■ **Required action**: For each entry, repeat the text exactly and omit any picture it holds.

[Dataset excerpts]
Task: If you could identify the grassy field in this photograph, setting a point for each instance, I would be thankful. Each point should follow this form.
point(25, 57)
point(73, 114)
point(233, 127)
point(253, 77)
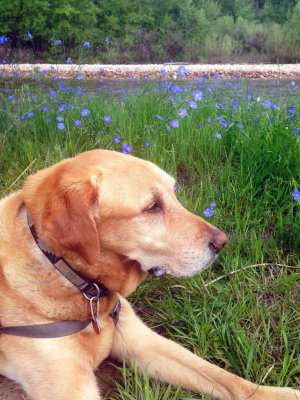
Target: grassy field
point(236, 148)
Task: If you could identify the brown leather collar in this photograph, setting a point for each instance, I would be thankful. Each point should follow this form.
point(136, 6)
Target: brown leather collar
point(91, 290)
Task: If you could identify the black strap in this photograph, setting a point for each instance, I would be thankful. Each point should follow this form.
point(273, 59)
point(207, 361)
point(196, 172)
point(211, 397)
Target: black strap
point(85, 285)
point(56, 329)
point(52, 330)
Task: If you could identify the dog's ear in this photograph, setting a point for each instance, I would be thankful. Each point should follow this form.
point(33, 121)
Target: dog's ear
point(70, 216)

■ **Exercise solution**:
Task: If you could identify the grassy field in this photograph, setting a point for each instance, I would be thankful. Each point should follow this form.
point(25, 57)
point(73, 114)
point(233, 127)
point(253, 77)
Target: grassy field
point(236, 148)
Task: If you could identify the brown leather collar in this photograph, setting a point for each instance, I would be thankful. Each point should follow this form.
point(136, 6)
Target: brown leather collar
point(91, 290)
Task: If you could identify the black strap in this photograph, setting a point for each instance, I would be thankful. Each point should follow this form.
point(273, 59)
point(207, 361)
point(196, 172)
point(211, 397)
Target: black strap
point(85, 285)
point(56, 329)
point(52, 330)
Task: If you could identify the dog's ear in this photograph, setting a point for each instance, I would be thankful. Each point should follow this form.
point(33, 121)
Target: dog's ear
point(70, 216)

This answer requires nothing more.